→ What is expected:
Convert the lines below into a numbered list, skipping any blank lines.

Dataset excerpt:
--- --- ---

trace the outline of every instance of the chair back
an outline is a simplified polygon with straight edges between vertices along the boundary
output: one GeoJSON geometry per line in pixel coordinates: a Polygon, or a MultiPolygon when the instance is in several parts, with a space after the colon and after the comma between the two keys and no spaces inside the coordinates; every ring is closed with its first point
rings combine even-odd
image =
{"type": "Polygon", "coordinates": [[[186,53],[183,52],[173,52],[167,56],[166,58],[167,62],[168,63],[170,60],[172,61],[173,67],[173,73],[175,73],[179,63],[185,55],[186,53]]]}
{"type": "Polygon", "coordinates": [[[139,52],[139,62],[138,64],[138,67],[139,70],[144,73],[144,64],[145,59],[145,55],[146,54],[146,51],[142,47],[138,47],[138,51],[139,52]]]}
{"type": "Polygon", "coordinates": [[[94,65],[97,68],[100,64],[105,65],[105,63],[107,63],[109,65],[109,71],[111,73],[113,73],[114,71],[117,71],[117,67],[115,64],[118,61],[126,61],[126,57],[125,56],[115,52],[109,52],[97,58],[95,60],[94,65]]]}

--- --- ---

→ Result below:
1. trace the outline of every instance of the chair back
2. an outline is a simplified polygon with straight edges between vertices along the boundary
3. output: one GeoJSON geometry per line in pixel coordinates: a Polygon, or a MultiPolygon when the instance is in several parts, with a space after the colon and after the comma between the two keys and no spaces inside the coordinates; every ring is closed with its first point
4. rings combine even-odd
5. image =
6. {"type": "Polygon", "coordinates": [[[186,53],[183,52],[173,52],[167,56],[166,58],[167,62],[168,63],[170,60],[172,61],[173,67],[173,73],[175,73],[179,63],[185,55],[186,53]]]}
7. {"type": "Polygon", "coordinates": [[[139,52],[139,62],[138,64],[138,67],[139,70],[144,73],[144,64],[145,59],[145,55],[146,54],[146,51],[142,47],[138,47],[138,51],[139,52]]]}
8. {"type": "Polygon", "coordinates": [[[94,65],[97,68],[100,64],[105,65],[105,63],[107,63],[109,65],[109,71],[111,73],[113,73],[114,71],[117,71],[117,67],[115,64],[118,61],[126,61],[126,57],[125,56],[115,52],[109,52],[97,58],[95,60],[94,65]]]}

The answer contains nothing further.